**Work request**
What is needed is an exact transcription of every record, minus the pictures.
=== Begin Enclosure ===
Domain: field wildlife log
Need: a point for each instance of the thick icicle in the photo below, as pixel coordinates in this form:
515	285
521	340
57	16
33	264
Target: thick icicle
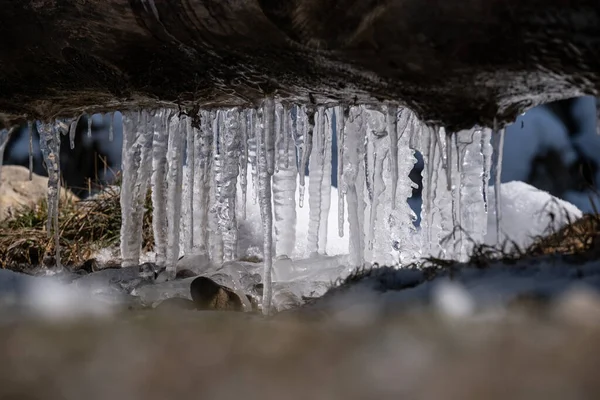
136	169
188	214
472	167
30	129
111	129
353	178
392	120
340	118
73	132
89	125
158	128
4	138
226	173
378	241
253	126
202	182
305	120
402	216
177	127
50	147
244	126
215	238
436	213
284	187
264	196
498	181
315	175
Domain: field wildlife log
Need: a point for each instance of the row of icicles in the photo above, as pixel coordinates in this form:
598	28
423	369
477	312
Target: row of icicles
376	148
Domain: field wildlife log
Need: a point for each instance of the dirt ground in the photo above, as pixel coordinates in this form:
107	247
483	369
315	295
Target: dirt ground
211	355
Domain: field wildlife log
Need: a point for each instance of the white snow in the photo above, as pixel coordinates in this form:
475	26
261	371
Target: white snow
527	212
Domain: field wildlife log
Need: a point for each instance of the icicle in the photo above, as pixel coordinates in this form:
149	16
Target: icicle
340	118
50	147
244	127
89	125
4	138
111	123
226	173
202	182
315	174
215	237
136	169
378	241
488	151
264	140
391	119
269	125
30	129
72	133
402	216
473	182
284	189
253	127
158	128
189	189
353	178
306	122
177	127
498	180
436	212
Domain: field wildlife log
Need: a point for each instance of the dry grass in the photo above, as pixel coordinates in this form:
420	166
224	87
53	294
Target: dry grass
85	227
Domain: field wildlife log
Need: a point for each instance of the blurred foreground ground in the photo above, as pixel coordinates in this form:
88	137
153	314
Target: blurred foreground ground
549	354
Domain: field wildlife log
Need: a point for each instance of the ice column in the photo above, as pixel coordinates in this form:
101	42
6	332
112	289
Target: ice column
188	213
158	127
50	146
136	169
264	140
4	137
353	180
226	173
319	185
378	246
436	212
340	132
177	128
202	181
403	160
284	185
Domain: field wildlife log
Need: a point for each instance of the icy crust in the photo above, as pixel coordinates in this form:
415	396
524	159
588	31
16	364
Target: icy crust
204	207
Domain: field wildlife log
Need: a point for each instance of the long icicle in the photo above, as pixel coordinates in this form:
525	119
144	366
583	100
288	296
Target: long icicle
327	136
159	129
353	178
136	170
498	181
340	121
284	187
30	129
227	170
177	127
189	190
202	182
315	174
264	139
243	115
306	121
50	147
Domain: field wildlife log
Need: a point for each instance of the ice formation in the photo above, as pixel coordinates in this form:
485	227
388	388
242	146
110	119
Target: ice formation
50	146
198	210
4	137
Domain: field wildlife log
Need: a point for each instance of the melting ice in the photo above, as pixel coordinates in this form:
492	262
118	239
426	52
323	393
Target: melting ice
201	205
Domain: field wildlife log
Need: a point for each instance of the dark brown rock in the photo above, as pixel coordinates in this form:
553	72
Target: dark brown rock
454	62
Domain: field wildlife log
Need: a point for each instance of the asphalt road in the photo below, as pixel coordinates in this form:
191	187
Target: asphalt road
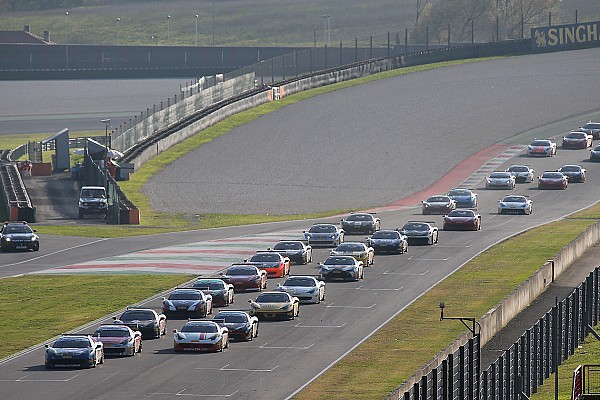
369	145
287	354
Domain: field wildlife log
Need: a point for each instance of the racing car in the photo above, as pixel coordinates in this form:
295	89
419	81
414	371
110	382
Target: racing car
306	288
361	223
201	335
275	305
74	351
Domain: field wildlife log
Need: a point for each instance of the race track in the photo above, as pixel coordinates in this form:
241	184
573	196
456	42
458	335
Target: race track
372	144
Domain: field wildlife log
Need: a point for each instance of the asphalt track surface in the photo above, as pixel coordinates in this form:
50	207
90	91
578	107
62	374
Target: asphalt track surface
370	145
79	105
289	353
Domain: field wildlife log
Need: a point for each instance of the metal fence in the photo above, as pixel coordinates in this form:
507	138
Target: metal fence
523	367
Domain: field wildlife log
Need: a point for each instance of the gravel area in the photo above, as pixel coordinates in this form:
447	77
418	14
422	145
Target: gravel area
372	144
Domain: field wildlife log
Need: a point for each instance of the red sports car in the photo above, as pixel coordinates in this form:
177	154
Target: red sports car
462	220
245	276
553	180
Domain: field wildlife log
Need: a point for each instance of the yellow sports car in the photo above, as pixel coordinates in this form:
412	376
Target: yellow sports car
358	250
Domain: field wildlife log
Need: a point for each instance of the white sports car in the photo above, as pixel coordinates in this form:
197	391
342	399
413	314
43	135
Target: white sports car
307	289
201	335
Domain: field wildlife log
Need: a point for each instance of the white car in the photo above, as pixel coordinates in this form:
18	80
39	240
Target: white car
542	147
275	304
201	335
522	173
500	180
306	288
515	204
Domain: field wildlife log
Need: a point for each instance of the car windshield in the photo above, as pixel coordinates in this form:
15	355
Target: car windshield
=== End Enclosure ===
**Output for this exercise**
Domain: field wildlife log
Need: a point for each instance of the thick icicle in the photo below, as pixel coordinates in this form:
515	285
521	340
57	16
33	264
Target: thick icicle
136	169
188	214
472	167
30	129
111	129
353	178
392	120
340	118
73	132
89	125
158	128
4	138
226	173
378	241
253	126
202	182
305	120
402	216
177	127
50	147
244	126
215	238
436	213
284	187
264	196
498	181
315	175
Domain: field wildlife log
Need: a point for each instance of the row of icicles in the photo above, as pixel coordinates in this form:
598	28
423	369
477	312
Target: row of icicles
376	148
Domain: field wildlife log
Need: a point for each instance of the dirt ground in the photo above, as pixel coordinates in this form:
107	247
483	369
315	295
Target: dirt ground
211	355
Domain: field wildlife log
Need: a point for each instance of the white snow in the photo above, as pixel coordinates in this form:
475	26
261	371
Target: white snow
527	212
Domain: field wildlife log
Need: a point for each instance of the icicle in the photo above, as pixel coordinates in this form:
149	16
Target: icicle
340	118
50	147
244	127
89	125
4	138
111	123
226	173
202	182
315	174
215	237
136	169
378	241
488	151
264	140
391	119
269	125
30	129
72	133
402	216
473	182
284	189
253	127
158	128
189	189
353	178
306	122
177	127
498	180
436	212
Domain: field wildlife log
Need: a point for each instance of the dry grass in the photo above, as pixel coordinates in this form:
420	166
224	87
53	294
Target: dry grass
85	227
Domain: field wildlife log
Need: a point for each instance of the blurred foreground ground in the photo above, as pixel coordinates in this form:
88	137
153	314
Target: blurred foreground ground
549	354
Domain: field wildlife log
Need: a point for each instance of the ice column in the photo above, as pixel coordinates in this form:
101	42
6	332
112	289
Target: ice column
188	213
158	127
50	146
136	169
264	140
4	137
353	180
226	173
319	185
378	246
436	212
340	132
177	128
202	181
403	160
284	185
Domain: field wildlife log
Need: a point for each instance of the icy crust in the photo above, as pixel coordinates in this form:
415	396
524	159
588	31
16	364
Target: icy crust
204	207
Domain: field wildlife log
Need: a point for each instance of the long icicle in the photo above, as pixel coordinates in this form:
525	119
144	366
583	100
288	296
Target: long icicle
327	136
159	129
353	178
136	170
498	181
340	121
284	187
30	129
227	170
177	127
189	190
202	182
315	174
264	139
243	115
306	121
50	147
Domain: field wildlife log
Need: a point for each instance of the ice formation in the photo above, as pixel coordinates in this form:
485	227
388	388
242	146
110	119
Target: ice formation
50	146
198	210
4	137
Domain: field wildlife log
Need: a point for each instance of the melting ice in the photo above, as pixel coordinates in this form:
492	262
118	239
426	52
323	393
Target: melting ice
201	205
Domain: field wildlife log
Need: a point for each instance of the dark brown rock in the photo above, as pixel coordinates in this form:
553	72
Target: dark brown rock
454	62
Domain: field wildlife log
Need: a point for each instance of the asphalt road in the photo below, as pixel coordinates in this form:
191	187
Target: asphalt road
369	145
287	354
Domain: field wildlife log
Need: a point for each instance of the racing car in the photo above, as pixel coordinates in this form:
295	89
419	81
414	371
110	382
Target: racing car
306	288
361	223
201	335
275	305
74	351
Domain: field wildlife log
Need: a point for each instance of the race track in the photo above, as pixel coordinates in this form:
241	184
573	196
456	42
458	335
Target: race track
372	144
Domain: field wildlife log
Need: a point for each instance of the asphalt track surface in the photo above, as pixel coordinates in this form:
50	207
90	91
578	107
62	374
Target: asphalt track surface
370	145
79	105
289	353
Domain: field wildlife log
Need: a point for each instance of the metal fence in the photo above, as pixel coordinates in this form:
507	138
Target: metal fence
523	367
Domain: field wildlife log
Need: a point for each instance of the gravel area in the photo above, as pixel coordinates in this form:
447	77
418	14
422	145
Target: gravel area
372	144
Domain: field wildlife log
Need: a point for each instance of the red sports car in the photo above, as pixel coordinates in this form:
177	154
Target: red sports car
462	220
245	276
553	180
Domain: field wildlife log
Need: a point for each instance of the yellow sports car in the photo above, as pixel coordinates in this form:
412	376
Target: yellow sports car
358	250
Domain: field wildlife log
Need: a point for each instance of the white sports car in the photo above, as pixel coordinates in this form:
197	391
342	399
413	314
43	135
Target: white sports car
307	289
201	335
Domain: field wildlife log
Need: a point for each instance of the white car in the photo above, as pixel coordinates in this form:
18	80
39	240
Target: white car
542	147
275	304
201	335
522	173
500	180
306	288
515	204
Domain: field wildlife log
Need: a point for each instance of the car windshield in the photo above, as pixel coordinates in this form:
15	355
Target: car windshield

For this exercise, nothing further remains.